[Given task] Write out the full listing exactly as given, minus the images.
··········
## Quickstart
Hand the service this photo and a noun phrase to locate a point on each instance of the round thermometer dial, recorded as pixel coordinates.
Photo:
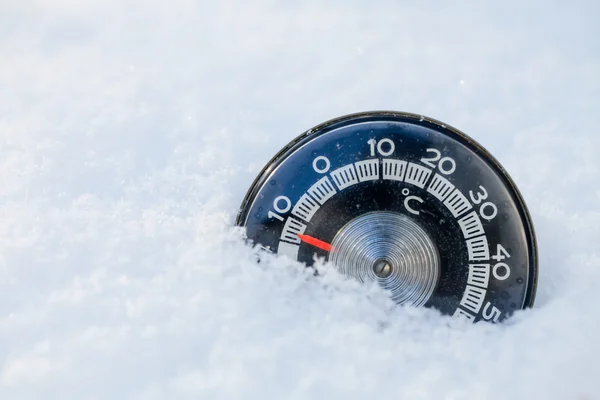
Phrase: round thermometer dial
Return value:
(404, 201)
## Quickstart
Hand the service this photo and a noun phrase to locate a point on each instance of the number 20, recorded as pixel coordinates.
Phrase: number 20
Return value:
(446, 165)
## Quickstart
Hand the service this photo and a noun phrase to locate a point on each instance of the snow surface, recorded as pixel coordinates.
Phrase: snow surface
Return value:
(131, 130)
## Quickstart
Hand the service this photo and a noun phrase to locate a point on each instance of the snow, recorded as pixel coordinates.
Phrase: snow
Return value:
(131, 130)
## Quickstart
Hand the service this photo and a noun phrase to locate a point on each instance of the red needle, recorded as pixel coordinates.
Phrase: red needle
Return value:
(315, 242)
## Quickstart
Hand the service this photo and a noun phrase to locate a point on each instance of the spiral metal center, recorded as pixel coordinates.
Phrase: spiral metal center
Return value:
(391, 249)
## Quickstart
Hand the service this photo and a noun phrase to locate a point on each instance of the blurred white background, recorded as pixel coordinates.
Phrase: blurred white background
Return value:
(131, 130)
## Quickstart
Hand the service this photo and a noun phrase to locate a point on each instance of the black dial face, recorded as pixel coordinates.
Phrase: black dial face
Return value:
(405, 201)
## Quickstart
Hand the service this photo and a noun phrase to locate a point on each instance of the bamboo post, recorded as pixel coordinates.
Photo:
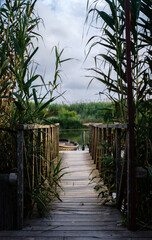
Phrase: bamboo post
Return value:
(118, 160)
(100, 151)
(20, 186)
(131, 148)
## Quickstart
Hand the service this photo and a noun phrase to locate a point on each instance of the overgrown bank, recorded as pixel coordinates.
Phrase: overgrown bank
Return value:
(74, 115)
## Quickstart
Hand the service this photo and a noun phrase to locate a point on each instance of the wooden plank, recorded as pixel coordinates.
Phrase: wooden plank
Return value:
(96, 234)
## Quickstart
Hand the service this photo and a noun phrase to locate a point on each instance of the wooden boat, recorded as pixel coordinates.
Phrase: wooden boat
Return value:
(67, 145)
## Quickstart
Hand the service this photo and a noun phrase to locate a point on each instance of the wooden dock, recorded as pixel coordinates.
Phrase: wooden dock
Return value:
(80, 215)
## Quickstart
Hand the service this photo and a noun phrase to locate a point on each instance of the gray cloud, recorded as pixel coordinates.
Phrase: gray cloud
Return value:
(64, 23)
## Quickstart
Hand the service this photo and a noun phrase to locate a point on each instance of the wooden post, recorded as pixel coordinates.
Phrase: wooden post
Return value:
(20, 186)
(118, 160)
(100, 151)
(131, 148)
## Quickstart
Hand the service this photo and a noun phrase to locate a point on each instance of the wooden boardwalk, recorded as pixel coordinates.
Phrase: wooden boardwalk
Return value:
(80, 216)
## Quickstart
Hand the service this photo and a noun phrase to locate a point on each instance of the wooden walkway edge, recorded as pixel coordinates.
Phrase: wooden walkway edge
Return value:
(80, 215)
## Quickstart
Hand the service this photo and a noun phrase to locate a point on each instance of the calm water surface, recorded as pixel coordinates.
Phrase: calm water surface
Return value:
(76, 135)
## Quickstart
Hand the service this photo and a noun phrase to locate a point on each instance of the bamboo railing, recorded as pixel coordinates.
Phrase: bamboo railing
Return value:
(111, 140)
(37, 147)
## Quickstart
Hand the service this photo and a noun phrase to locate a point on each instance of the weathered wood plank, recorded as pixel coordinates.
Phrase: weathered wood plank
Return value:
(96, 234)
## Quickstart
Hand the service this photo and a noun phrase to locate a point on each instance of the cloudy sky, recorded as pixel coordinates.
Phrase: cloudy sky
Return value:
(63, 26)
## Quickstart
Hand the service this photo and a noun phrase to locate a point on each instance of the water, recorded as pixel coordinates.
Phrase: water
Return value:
··········
[Task output]
## Quickstart
Hand the service this photo and a noun phrase to locate a point on each instance of the round thermometer dial, recorded as pixel coordinates.
Photo:
Phrase: round thermometer dial
Return value:
(404, 201)
## Quickstart
Hand the service this photo and a noun phrase to locate a point on each instance of the number 20, recorded as pixel coordinates.
Phrase: number 20
Return value:
(446, 165)
## Quickstart
Hand the service this photo and a noun phrase to locate a point on each instance of the snow surface, recorded as pixel coordinates.
Phrase: snow surface
Return value:
(131, 130)
## Quickstart
Hand the service this photo and a noun phrase to locate a point on each instance of the snow, recorded as pixel coordinates.
Phrase: snow
Return value:
(131, 130)
## Quickstart
Hand the service this photo and a noun phrase to locate a point on each instance of the red needle, recorded as pixel coordinates.
Phrase: red needle
Return value:
(315, 242)
## Quickstart
Hand the service this photo and a noun phrase to locate a point on each instance of the spiral metal center, recorded as pixel coordinates.
Phrase: spiral metal center
Return value:
(391, 249)
## Quickstart
Hand the service this photo and a noun phrase to locate a point on each instance of the blurred white background, recorded as pixel coordinates.
Phrase: blurred white background
Return value:
(131, 130)
## Quickstart
Hand the service this photo and a noun phrase to locate a point on each instance of the black dial face, recorded as pixel coordinates.
Phrase: black dial face
Return value:
(405, 201)
## Quickstart
Hand the service this photo and a noun phrase to locate a point on each instance of the bamboo post, recorded as pixel coordinates.
Photo:
Phrase: bamboo post
Return value:
(118, 160)
(100, 151)
(20, 186)
(131, 148)
## Quickstart
Hand the service this photo and a noun phrase to locate a point on each instance of the overgrown bank, recorded as pixel coordinates.
Phrase: overgrown bank
Return value:
(74, 115)
## Quickstart
Hand the service this photo and a noun phrase to locate a point on each instance of the wooden plank, recorded as pixel coordinates.
Phrase: wooden plank
Return value:
(96, 234)
## Quickstart
Hand the service this photo and a noun phrase to locate a point on each instance of the wooden boat, recorded as pixel coordinates.
Phrase: wooden boat
Return value:
(67, 145)
## Quickstart
Hand the service this photo and a noun phrase to locate a point on each instance of the wooden dock, recorded as pixel coordinates.
Phrase: wooden dock
Return value:
(80, 215)
## Quickstart
Hand the service this photo and a noun phrase to locate a point on each instance of the gray cloud, recorded as pixel coordinates.
Phrase: gray cloud
Return value:
(64, 23)
## Quickstart
Hand the service this photo and a noun phrase to locate a point on each instance of the wooden post, recorded as pixel coordinates.
Phrase: wooden post
Return value:
(20, 186)
(118, 160)
(100, 151)
(131, 148)
## Quickstart
Hand the service this photo and a noun phrase to locate a point on each instance of the wooden boardwalk, recorded as pixel coordinates.
Phrase: wooden boardwalk
Return value:
(80, 216)
## Quickstart
Hand the service this photo and a noun phrase to locate a point on each instance of the wooden walkway edge, recorded as pixel coordinates.
Phrase: wooden walkway edge
Return value:
(80, 215)
## Quickstart
Hand the service this photo and a noun phrase to locate a point on each instance of the calm water surface, recorded as pixel coordinates.
Phrase: calm water surface
Return value:
(76, 135)
## Quickstart
Hand the service this photo and a noun phrase to locate a point on each instance of the bamboo railing, recorded as pixel coordinates.
Phrase: bamboo railing
Return value:
(111, 140)
(37, 147)
## Quickstart
Hand the service this photo and a noun phrase to locate a point on each instance of the weathered wood plank, recorded as pixel coordinates.
Phrase: weathered wood plank
Return value:
(96, 234)
## Quickstart
Hand the service this photo and a noun phrase to locate a point on each instance of the cloudy sky, recorded as pixel coordinates.
Phrase: cloudy sky
Return value:
(63, 26)
## Quickstart
Hand the service this photo and a noun phrase to locate a point on each instance of the water, recorded as pixel coordinates.
Phrase: water
Return value:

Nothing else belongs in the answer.